# Get the Classic 24 or the Compact 24? $300 difference



## barney (Nov 21, 2017)

I'm trying to suss out the differences in these two models. As far as I can tell the only difference is the Compact has a light and the gear warranty is 5 years instead of three. 

Can anyone enlighten me to any qualitative differences between these two models?

I'd really appreciate it.

Barney


----------



## tdipaul (Jul 11, 2015)

Engine size and tires is all I can see...


https://www.ariens.com/en-us/snow-products/snow-blowers/classic


https://www.ariens.com/en-us/snow-products/snow-blowers/compact


----------



## barney (Nov 21, 2017)

Hi, thanks. But I'm seeing the same 208 cc engine for both these models. I'll check your links though.

edit: yes, you are right. Though the 'Compact 24' offered by Home Depot Canada is listed as a 208 cc. Maybe last year's model.


----------



## sscotsman (Dec 8, 2010)

Three differences:

*Compact 24*
Bigger engine.
Bigger tires.
A headlight.

*Classic 24*
Smaller engine.
smaller tires.
No headlight.

https://www.ariens.com/downloads/Spec_Classic.pdf

https://www.ariens.com/downloads/Spec_Compact.pdf










The differences in the engine and tires probably arent noticable..
IMO, the headlight is the only practical difference..
If you will often be snowblowing at night, get the Compact..
If you never snowblow at night, I would say get which ever is cheaper.

Scot


----------



## Peter Venkman (Nov 1, 2017)

I was in the same boat then you a month ago. I was looking at the classic 24.

I ended up with the Deluxe 24 Used in really good condition ( the person was moving and used it 6 or 7 times ) 

it looked brand new and i paid 1150,00 $ Canadian Dollars for it ( no taxes )

A classic 24 in canada is 1200,00 plus taxes total : 1380,00 $ 

The guy told me he never changed the oil, so it's the first thing i did, and it was still looking like new oil inside. I changed the skids to teflon ones, and the metal ones that were on were barely scratched. There was still orange paint under them.

I really think people should spend a bit more time looking at used ones. It's a nice way to upgrade and having no regrets. And you don't need to be a genius to tell if it's in good condition or not.


----------



## billy (Feb 11, 2011)

sscotsman said:


> Three differences:
> 
> *Compact 24*
> Bigger engine.
> ...




I went from a SnoTek 24 with 13inch in tires (basically identical to the Classic) to a Deluxe 24 with 15 inch tires. The most noticeable difference was not the engine, augers or headlight. To me the tire size made the biggest and most appreciable difference. Not sure if it is worth $300 in the posters case though............


----------

STATED TASK A:
List the usernames of all the distinct posters in the forum thread.
STATED TASK B:
In the forum thread, what tire size does billy's Deluxe 24 have?
STATED TASK C:
Reproduce the passage of the forum thread starting at "## Peter Venkman" and ending at "condition or not.".

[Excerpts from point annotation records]

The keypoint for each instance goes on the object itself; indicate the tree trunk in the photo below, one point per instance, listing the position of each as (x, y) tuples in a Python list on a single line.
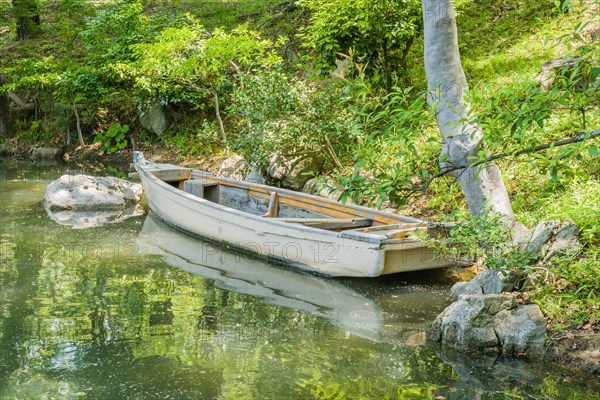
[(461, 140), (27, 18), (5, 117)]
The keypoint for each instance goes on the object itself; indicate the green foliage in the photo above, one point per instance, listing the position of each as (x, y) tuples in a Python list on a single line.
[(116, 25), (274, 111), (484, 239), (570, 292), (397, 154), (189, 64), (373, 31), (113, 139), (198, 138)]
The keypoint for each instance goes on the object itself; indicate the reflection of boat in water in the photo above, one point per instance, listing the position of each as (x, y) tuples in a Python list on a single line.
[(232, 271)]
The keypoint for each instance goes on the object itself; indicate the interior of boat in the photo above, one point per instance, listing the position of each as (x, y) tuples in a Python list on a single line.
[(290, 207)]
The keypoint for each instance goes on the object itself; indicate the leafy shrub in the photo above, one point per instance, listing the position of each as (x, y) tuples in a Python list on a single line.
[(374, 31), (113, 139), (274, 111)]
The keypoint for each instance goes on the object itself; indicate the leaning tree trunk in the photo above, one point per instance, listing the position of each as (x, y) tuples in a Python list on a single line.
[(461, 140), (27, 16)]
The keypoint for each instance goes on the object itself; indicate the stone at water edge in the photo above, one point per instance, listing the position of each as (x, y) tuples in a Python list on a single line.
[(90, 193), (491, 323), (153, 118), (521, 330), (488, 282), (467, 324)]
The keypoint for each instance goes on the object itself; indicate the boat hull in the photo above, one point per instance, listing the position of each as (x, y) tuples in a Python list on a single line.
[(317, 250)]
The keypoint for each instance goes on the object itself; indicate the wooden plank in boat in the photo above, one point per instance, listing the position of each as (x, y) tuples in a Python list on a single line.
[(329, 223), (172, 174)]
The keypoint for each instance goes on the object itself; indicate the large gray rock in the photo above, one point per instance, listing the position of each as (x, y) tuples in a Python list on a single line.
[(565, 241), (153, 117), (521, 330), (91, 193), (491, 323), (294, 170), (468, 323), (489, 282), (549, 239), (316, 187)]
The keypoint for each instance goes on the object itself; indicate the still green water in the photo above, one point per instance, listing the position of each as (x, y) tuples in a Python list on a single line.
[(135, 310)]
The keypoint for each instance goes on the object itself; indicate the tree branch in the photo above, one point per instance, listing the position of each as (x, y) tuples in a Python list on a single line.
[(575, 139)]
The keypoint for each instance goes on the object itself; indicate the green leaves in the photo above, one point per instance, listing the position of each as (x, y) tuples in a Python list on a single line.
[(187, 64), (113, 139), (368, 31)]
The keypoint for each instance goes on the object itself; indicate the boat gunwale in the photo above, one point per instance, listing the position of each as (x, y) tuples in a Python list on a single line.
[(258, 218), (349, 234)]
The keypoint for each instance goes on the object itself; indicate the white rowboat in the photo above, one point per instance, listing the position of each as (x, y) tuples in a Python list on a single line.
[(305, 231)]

COMPLETE OUTPUT A:
barney, tdipaul, sscotsman, Peter Venkman, billy

COMPLETE OUTPUT B:
15-inch tires.

COMPLETE OUTPUT C:
## Peter Venkman (Nov 1, 2017)

I was in the same boat then you a month ago. I was looking at the classic 24.

I ended up with the Deluxe 24 Used in really good condition ( the person was moving and used it 6 or 7 times ) 

it looked brand new and i paid 1150,00 $ Canadian Dollars for it ( no taxes )

A classic 24 in canada is 1200,00 plus taxes total : 1380,00 $ 

The guy told me he never changed the oil, so it's the first thing i did, and it was still looking like new oil inside. I changed the skids to teflon ones, and the metal ones that were on were barely scratched. There was still orange paint under them.

I really think people should spend a bit more time looking at used ones. It's a nice way to upgrade and having no regrets. And you don't need to be a genius to tell if it's in good condition or not.